- Aim
Arrange the lines from the one containing "Sports-analytics tagging: mark the elephant head" through the end of the records, inclusive, as a numbered list, leaving out any blank lines.

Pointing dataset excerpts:
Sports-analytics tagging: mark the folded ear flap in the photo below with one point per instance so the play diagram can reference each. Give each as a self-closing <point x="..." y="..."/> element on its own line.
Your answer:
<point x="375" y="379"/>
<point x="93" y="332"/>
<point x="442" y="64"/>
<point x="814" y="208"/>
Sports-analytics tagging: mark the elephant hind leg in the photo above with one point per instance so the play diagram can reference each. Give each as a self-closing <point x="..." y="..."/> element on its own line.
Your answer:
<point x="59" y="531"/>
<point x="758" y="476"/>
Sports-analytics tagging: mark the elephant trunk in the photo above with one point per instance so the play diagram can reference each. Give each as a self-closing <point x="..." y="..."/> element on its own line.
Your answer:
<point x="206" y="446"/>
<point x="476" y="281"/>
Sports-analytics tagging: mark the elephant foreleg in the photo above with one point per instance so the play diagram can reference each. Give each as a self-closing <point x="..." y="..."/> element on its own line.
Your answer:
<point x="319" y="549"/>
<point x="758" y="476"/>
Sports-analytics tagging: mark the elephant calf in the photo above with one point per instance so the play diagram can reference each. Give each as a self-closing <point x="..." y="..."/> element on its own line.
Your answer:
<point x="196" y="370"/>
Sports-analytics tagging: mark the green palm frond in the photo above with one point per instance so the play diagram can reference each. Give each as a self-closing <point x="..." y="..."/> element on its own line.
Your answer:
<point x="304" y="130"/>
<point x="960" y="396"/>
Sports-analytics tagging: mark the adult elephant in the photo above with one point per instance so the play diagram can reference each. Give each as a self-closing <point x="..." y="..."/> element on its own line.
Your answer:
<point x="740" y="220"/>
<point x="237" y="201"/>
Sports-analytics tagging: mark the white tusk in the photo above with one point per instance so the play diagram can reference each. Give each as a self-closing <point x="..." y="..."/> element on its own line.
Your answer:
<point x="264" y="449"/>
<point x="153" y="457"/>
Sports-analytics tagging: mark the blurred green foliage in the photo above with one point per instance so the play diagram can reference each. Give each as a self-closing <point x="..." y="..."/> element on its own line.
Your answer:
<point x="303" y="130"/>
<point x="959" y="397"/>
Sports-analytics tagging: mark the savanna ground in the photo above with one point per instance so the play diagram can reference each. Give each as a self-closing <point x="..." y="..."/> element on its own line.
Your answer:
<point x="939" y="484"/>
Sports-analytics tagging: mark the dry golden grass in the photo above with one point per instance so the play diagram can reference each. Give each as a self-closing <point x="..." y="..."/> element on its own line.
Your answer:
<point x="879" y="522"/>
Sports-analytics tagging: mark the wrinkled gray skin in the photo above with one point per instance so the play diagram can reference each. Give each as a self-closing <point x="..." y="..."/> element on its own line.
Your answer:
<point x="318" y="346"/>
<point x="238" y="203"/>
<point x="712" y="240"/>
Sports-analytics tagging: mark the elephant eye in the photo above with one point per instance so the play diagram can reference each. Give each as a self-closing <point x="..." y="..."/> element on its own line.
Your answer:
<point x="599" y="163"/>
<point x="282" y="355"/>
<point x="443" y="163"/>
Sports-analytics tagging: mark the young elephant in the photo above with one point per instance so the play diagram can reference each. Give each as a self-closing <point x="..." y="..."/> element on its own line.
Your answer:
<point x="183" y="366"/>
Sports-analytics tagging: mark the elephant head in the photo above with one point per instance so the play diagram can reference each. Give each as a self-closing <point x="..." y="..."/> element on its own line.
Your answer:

- Exercise result
1. Sports-analytics tagging: mark the elephant head in the photo above with one point per instance so the play diagram can reference each. Give each as a self-closing <point x="..." y="..."/> element on its own line.
2. Your answer:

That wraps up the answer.